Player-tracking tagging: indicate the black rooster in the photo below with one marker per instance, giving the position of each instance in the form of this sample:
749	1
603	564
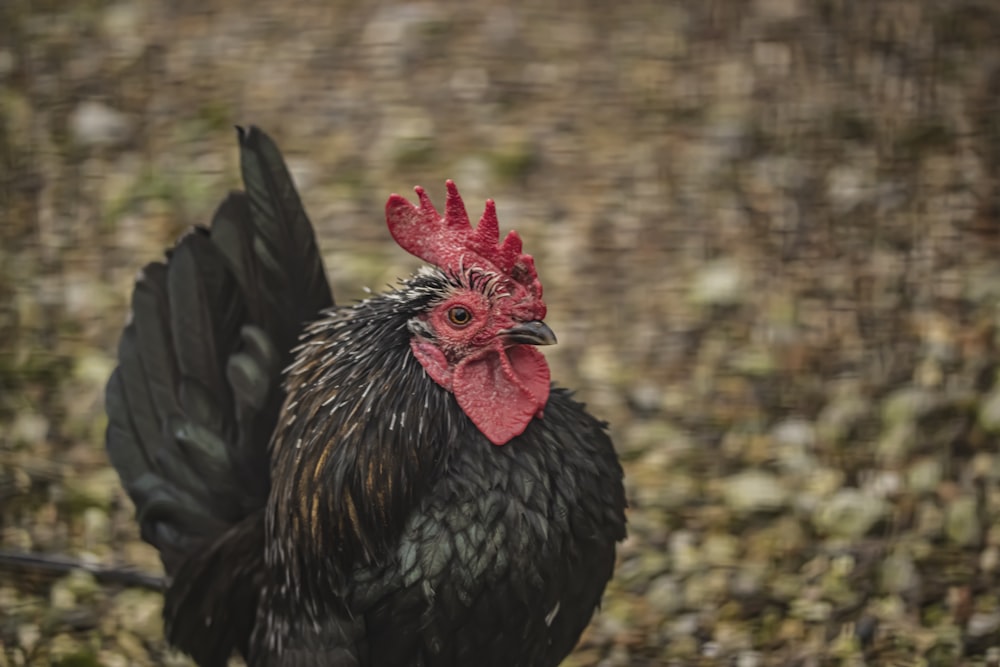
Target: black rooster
332	493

-*-*-

_Problem_
Give the data above again, exactly and completely. No pictures go in.

_Reply to the task_
Player-tracking tagging: indicate the black rooster in the photo below with one marker per instance, giving the position of each instance in the form of this sample:
749	1
603	564
Target: black rooster
332	493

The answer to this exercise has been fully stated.